[Aim of the task] In the records below, please retype word for word every line from the one containing "curtain panel behind" through the final one, both included, and nothing else.

[Material to process]
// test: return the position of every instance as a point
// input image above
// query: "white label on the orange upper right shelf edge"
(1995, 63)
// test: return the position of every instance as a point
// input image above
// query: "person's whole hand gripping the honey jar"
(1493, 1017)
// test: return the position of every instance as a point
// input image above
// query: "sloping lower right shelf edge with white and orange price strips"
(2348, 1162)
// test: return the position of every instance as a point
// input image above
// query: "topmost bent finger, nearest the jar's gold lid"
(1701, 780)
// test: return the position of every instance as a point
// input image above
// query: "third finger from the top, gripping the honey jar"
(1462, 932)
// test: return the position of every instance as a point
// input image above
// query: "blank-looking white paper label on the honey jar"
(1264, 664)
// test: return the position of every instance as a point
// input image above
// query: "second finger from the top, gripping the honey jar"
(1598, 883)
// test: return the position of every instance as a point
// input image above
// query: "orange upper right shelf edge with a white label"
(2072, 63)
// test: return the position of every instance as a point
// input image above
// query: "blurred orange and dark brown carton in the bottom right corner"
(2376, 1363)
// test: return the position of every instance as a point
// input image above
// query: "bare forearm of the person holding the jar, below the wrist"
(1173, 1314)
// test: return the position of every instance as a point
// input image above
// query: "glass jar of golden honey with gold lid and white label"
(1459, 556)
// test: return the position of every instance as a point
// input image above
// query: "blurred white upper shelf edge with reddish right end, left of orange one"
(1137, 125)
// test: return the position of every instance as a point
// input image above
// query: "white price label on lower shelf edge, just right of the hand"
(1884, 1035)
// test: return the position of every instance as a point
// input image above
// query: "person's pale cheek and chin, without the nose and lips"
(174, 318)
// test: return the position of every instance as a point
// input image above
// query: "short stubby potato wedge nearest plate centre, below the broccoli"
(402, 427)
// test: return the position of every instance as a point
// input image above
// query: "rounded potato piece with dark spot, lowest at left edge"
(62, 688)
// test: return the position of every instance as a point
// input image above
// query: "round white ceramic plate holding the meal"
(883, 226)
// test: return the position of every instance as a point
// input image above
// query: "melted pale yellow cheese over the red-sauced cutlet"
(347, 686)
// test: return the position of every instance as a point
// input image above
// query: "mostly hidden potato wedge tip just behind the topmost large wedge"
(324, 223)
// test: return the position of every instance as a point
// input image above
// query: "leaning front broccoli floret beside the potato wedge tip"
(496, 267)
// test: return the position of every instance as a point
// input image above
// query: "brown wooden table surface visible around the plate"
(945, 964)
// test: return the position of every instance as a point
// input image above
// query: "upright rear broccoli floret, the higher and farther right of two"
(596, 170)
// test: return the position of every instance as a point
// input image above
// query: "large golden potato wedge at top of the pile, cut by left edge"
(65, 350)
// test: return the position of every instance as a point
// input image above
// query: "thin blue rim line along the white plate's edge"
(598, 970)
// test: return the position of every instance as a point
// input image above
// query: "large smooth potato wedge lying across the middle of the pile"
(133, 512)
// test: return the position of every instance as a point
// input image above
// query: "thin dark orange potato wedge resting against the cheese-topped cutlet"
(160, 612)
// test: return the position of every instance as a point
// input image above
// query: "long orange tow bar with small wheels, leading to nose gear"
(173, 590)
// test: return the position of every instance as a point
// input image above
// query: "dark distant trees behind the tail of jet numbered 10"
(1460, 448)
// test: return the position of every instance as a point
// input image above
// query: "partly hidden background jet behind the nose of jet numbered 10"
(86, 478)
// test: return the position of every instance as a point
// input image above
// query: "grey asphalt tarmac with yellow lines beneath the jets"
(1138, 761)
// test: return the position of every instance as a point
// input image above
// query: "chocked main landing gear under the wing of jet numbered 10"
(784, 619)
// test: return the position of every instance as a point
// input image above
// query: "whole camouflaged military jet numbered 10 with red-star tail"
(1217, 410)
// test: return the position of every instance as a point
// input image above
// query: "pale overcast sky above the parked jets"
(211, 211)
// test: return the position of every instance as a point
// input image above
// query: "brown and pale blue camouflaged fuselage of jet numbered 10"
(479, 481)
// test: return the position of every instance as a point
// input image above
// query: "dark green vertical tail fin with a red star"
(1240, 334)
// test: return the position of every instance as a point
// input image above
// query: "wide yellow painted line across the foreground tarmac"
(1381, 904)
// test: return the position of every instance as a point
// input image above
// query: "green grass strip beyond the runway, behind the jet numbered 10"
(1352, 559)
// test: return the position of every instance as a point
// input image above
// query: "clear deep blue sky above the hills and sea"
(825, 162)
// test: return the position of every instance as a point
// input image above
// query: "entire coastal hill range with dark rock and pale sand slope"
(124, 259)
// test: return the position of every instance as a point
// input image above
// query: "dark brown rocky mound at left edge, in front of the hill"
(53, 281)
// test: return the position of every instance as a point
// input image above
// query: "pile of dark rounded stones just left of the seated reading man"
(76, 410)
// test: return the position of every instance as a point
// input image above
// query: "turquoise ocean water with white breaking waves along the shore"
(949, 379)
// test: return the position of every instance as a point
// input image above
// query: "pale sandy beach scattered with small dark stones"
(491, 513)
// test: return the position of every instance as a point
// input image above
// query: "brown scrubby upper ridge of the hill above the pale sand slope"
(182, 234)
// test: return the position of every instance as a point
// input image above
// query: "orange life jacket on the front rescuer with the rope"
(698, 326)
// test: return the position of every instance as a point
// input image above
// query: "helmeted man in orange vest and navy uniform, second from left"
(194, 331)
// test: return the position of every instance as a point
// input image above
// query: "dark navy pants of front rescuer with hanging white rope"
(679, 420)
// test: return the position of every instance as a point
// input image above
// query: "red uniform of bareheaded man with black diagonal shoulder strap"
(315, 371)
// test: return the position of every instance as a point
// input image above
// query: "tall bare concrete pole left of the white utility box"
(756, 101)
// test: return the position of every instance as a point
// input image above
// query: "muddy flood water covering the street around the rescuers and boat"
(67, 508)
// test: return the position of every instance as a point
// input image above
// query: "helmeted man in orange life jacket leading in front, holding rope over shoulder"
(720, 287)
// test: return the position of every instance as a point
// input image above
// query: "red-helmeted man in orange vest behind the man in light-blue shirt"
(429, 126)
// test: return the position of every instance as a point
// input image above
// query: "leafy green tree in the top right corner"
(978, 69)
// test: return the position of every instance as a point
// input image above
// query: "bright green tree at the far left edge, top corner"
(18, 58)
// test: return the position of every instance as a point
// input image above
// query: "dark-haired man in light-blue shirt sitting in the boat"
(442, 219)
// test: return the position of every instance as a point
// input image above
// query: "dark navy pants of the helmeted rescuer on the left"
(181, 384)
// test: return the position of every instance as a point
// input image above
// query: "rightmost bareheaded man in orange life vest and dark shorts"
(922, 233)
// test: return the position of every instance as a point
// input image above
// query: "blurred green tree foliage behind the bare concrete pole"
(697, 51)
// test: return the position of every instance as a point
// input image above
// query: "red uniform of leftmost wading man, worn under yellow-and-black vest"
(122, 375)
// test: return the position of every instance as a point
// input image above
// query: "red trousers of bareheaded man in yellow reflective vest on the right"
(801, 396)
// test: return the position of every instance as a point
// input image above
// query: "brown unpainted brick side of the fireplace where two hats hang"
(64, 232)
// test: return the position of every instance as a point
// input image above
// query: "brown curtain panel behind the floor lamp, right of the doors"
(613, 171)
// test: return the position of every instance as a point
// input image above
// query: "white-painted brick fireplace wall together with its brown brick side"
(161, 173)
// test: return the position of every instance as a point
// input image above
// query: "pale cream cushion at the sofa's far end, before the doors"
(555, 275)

[Task answer]
// query: "brown curtain panel behind the floor lamp, right of the doors"
(613, 171)
// test: return the position of every instance as a point
// input image above
// query: "white-painted brick fireplace wall together with its brown brick side"
(161, 173)
// test: return the position of every instance as a point
// input image above
// query: "pale cream cushion at the sofa's far end, before the doors"
(555, 275)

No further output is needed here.